### WORK REQUIRED
Each entry must be reproduced precisely as it stands.
#####
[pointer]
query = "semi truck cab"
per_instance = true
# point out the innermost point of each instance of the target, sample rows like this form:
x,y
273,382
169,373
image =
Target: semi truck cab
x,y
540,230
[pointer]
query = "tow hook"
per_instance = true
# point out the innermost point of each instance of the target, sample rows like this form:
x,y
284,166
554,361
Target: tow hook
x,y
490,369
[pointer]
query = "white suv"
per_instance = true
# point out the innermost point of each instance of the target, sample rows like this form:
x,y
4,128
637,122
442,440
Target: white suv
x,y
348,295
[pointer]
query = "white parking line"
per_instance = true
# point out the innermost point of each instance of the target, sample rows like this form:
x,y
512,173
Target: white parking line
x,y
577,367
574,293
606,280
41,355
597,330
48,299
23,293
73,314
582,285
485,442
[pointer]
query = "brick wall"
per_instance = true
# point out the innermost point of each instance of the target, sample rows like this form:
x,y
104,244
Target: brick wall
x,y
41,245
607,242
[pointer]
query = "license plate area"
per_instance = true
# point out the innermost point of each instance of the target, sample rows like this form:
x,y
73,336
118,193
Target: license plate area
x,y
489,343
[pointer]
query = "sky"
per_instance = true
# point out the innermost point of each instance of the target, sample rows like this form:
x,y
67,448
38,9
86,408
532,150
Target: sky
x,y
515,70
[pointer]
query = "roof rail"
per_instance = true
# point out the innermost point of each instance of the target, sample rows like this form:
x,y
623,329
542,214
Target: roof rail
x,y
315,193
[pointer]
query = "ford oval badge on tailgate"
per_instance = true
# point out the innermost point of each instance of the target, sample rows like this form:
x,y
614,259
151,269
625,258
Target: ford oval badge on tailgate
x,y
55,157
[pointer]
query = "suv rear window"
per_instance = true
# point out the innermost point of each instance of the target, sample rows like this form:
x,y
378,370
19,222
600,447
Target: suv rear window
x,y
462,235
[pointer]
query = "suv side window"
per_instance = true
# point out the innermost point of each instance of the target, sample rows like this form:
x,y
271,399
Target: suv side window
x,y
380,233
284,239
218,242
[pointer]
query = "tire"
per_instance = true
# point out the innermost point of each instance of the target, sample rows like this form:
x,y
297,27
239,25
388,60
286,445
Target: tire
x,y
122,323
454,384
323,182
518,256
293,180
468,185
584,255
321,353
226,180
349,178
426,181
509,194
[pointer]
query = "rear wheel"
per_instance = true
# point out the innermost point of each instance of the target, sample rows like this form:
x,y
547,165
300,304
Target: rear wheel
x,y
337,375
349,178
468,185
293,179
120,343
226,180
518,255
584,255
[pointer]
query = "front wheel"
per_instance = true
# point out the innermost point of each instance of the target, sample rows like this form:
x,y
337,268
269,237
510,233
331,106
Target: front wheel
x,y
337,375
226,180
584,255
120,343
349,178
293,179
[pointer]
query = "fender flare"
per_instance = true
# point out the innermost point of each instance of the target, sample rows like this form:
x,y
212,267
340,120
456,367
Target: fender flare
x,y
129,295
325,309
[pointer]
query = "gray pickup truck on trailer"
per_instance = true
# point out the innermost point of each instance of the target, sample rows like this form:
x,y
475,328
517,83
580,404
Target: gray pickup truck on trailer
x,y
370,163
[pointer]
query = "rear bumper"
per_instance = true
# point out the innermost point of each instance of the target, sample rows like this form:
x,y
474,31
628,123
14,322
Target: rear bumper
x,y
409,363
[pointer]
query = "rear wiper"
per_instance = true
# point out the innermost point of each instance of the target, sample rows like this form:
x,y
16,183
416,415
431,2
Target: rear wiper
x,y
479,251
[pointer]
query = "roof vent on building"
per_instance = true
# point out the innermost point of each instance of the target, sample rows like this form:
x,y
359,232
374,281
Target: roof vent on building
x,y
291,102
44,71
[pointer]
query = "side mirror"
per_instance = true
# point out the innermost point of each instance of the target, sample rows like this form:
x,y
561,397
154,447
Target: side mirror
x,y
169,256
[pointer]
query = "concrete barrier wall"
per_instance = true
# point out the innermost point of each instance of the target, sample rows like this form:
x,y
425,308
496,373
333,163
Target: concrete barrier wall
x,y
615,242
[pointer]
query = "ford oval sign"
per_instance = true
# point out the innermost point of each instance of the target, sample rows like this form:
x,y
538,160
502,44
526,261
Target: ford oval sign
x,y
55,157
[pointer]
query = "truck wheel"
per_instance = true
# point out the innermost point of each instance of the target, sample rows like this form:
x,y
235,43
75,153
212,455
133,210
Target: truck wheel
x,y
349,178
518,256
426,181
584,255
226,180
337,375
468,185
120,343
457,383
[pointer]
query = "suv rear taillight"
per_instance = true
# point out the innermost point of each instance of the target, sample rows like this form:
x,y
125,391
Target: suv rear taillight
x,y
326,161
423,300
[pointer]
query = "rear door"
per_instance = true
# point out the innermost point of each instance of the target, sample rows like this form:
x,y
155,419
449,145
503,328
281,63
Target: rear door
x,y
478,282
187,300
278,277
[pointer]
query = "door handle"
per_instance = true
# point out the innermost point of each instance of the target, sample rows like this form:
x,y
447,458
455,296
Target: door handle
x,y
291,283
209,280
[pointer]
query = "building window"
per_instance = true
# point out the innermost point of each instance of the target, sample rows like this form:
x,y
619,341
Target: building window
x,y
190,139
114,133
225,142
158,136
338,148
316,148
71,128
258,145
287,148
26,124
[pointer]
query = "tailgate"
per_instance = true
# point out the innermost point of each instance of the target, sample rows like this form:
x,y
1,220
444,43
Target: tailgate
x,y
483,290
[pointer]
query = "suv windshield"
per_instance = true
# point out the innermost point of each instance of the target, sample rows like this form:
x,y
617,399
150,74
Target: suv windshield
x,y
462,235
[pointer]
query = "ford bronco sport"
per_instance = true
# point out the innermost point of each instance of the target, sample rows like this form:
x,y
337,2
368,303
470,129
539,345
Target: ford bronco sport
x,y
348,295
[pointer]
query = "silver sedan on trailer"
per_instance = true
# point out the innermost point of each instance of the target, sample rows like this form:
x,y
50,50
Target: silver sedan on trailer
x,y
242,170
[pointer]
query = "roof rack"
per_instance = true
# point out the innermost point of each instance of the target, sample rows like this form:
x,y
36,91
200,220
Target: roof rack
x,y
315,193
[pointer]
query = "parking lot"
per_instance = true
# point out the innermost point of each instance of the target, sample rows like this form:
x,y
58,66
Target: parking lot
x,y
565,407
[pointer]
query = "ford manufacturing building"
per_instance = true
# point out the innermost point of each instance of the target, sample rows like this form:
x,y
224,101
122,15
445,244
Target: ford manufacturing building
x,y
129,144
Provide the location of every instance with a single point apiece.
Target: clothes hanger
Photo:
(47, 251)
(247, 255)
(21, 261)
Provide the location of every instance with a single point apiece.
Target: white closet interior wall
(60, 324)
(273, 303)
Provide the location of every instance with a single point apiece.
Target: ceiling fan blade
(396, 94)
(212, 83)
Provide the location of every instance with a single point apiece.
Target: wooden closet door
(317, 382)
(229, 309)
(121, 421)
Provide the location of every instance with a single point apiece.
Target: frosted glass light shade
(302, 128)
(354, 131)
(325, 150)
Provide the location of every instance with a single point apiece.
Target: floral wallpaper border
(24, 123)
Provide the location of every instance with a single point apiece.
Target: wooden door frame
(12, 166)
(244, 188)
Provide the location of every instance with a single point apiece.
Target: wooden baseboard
#####
### SOLUTION TO THE EXERCISE
[pointer]
query = "semi truck cab"
per_instance = true
# point out the innermost point of each instance of the target, sample rows like this form:
x,y
273,382
169,373
image =
Target: semi truck cab
x,y
540,230
[pointer]
query = "tow hook"
per_instance = true
# point out the innermost point of each instance of the target, sample rows like this form:
x,y
284,166
554,361
Target: tow hook
x,y
490,369
[pointer]
query = "white suv"
per_instance = true
# point out the innermost point of each instance of the target, sample rows like this form:
x,y
4,128
637,122
442,440
Target: white suv
x,y
348,295
[pointer]
query = "white parking line"
per_instance = true
# point out the innermost point of each instance of the target, sample rows like this form:
x,y
512,173
Target: white parking line
x,y
577,367
574,293
606,280
41,355
597,330
48,299
23,293
73,314
582,285
485,442
[pointer]
query = "brick wall"
per_instance = true
# point out the innermost point of each instance of the target, sample rows like this form:
x,y
104,244
Target: brick wall
x,y
41,245
607,242
[pointer]
query = "license plate area"
per_instance = true
# point out the innermost point of each instance of the target, sample rows like this form:
x,y
73,336
118,193
Target: license plate area
x,y
489,343
[pointer]
query = "sky"
per_instance = true
# point out the innermost point of each instance of the target, sample rows like this form:
x,y
67,448
38,9
86,408
532,150
Target: sky
x,y
515,70
[pointer]
query = "roof rail"
per_instance = true
# point out the innermost point of each instance of the target, sample rows like this form:
x,y
623,329
542,214
Target: roof rail
x,y
315,193
[pointer]
query = "ford oval badge on tailgate"
per_instance = true
# point out the innermost point of each instance of the target, sample rows like this form:
x,y
614,259
151,269
625,258
Target: ford oval badge on tailgate
x,y
55,157
[pointer]
query = "suv rear window"
per_instance = true
# point out the innermost point of each instance of the target, sample rows like this form:
x,y
378,370
19,222
600,447
Target: suv rear window
x,y
462,235
[pointer]
query = "suv side window"
per_instance = true
# point out the innermost point of each instance of the target, sample rows like this form:
x,y
271,399
Target: suv side window
x,y
380,233
284,239
218,242
[pointer]
query = "tire"
per_instance = true
# point out the innermost point of each instance of the target, sample rows like this form:
x,y
297,27
239,25
388,60
286,445
Target: tire
x,y
122,323
454,384
323,182
518,256
293,180
468,185
584,255
321,353
226,180
349,178
426,181
509,194
[pointer]
query = "rear wheel"
per_instance = true
# point out the innermost point of each instance of the target, sample rows like this form:
x,y
547,165
300,304
Target: rear wheel
x,y
337,375
349,178
468,185
293,179
120,343
226,180
518,255
584,255
[pointer]
query = "front wheel"
per_instance = true
# point out the innermost point of each instance of the target, sample rows like this form:
x,y
337,268
269,237
510,233
331,106
Target: front wheel
x,y
337,375
226,180
584,255
120,343
349,178
293,179
[pointer]
query = "fender flare"
per_instance = true
# point out the innermost point of each instance of the target, sample rows like this form:
x,y
212,267
340,120
456,367
Target: fender flare
x,y
129,295
325,309
[pointer]
query = "gray pickup truck on trailer"
per_instance = true
# point out the innermost point of each instance of the target, sample rows like this form:
x,y
475,328
517,83
580,404
Target: gray pickup truck on trailer
x,y
370,163
[pointer]
query = "rear bumper"
per_instance = true
# point out the innermost point of each instance of the target, sample rows like this form:
x,y
474,31
628,123
14,322
Target: rear bumper
x,y
409,363
[pointer]
query = "rear wiper"
per_instance = true
# point out the innermost point of each instance of the target, sample rows like this form:
x,y
16,183
416,415
431,2
Target: rear wiper
x,y
479,251
[pointer]
query = "roof vent on building"
per_instance = true
# point out the innermost point of each instance of the target, sample rows like this form:
x,y
359,232
374,281
Target: roof vent on building
x,y
291,102
44,71
[pointer]
query = "side mirror"
per_instance = true
# point out the innermost point of each instance of the target, sample rows like this form:
x,y
561,397
154,447
Target: side mirror
x,y
169,256
[pointer]
query = "concrete barrier wall"
per_instance = true
# point out the innermost point of each instance of the target, sample rows like this form:
x,y
425,308
496,373
333,163
Target: concrete barrier wall
x,y
615,242
[pointer]
query = "ford oval sign"
per_instance = true
# point out the innermost point of each instance of the target, sample rows like this form:
x,y
538,160
502,44
526,261
Target: ford oval sign
x,y
55,157
[pointer]
query = "truck wheel"
per_instance = true
# point out the innermost point of each instance of the target, sample rows like this form:
x,y
235,43
75,153
212,455
133,210
Target: truck wheel
x,y
349,178
518,256
426,181
584,255
226,180
337,375
468,185
120,343
457,383
[pointer]
query = "suv rear taillight"
per_instance = true
# point out the innermost point of each instance of the target, sample rows like this form:
x,y
125,391
Target: suv rear taillight
x,y
326,161
423,300
[pointer]
query = "rear door"
per_instance = true
# point out the innermost point of each instance of the target, sample rows like this form:
x,y
155,419
449,145
503,328
281,63
Target: rear door
x,y
478,282
187,300
278,277
[pointer]
query = "door handle"
per_instance = true
# point out the innermost point of each instance of the target, sample rows like this form:
x,y
447,458
455,296
Target: door handle
x,y
291,283
209,280
[pointer]
query = "building window"
per_instance = true
# point out the innermost point of each instance of the target, sample rows like this form:
x,y
619,341
Target: building window
x,y
190,139
114,133
225,142
158,136
338,148
316,148
71,128
258,145
287,148
26,124
[pointer]
query = "tailgate"
per_instance = true
# point out the innermost point of each instance of the target, sample rows like this form:
x,y
1,220
444,43
Target: tailgate
x,y
483,290
[pointer]
query = "suv windshield"
per_instance = true
# point out the innermost point of each instance of the target, sample rows like this form:
x,y
617,399
150,74
Target: suv windshield
x,y
462,235
[pointer]
query = "ford bronco sport"
per_instance = true
# point out the innermost point of each instance of the target, sample rows like this form:
x,y
337,2
368,303
470,129
539,345
Target: ford bronco sport
x,y
348,295
[pointer]
query = "silver sedan on trailer"
per_instance = true
# point out the innermost point of each instance of the target, sample rows like this form:
x,y
50,50
Target: silver sedan on trailer
x,y
242,170
[pointer]
query = "roof rack"
per_instance = true
# point out the innermost point of each instance of the target, sample rows like this form:
x,y
36,91
200,220
Target: roof rack
x,y
315,193
[pointer]
query = "parking lot"
per_instance = true
# point out the innermost point of each instance of the target, sample rows like this form:
x,y
58,66
Target: parking lot
x,y
565,407
[pointer]
query = "ford manufacturing building"
per_instance = true
# point out the innermost point of each instance of the target, sample rows like this form:
x,y
224,101
122,15
445,244
Target: ford manufacturing building
x,y
129,144
Provide the location of every instance with a single point apiece.
Target: clothes hanger
Photo:
(47, 251)
(247, 255)
(21, 261)
Provide the location of every instance with a single point apiece.
Target: white closet interior wall
(60, 324)
(273, 303)
Provide the location of every instance with a single point apiece.
Target: ceiling fan blade
(396, 94)
(212, 83)
Provide the location of every instance with a single point apiece.
Target: wooden closet door
(317, 382)
(229, 309)
(121, 421)
Provide the location of every instance with a single point apiece.
Target: frosted glass light shade
(302, 128)
(354, 131)
(325, 150)
Provide the location of every instance with a single point apiece.
Target: floral wallpaper border
(24, 123)
Provide the location of every instance with a single point apiece.
Target: wooden door frame
(12, 166)
(244, 188)
Provide the location of every instance with a single point apiece.
Target: wooden baseboard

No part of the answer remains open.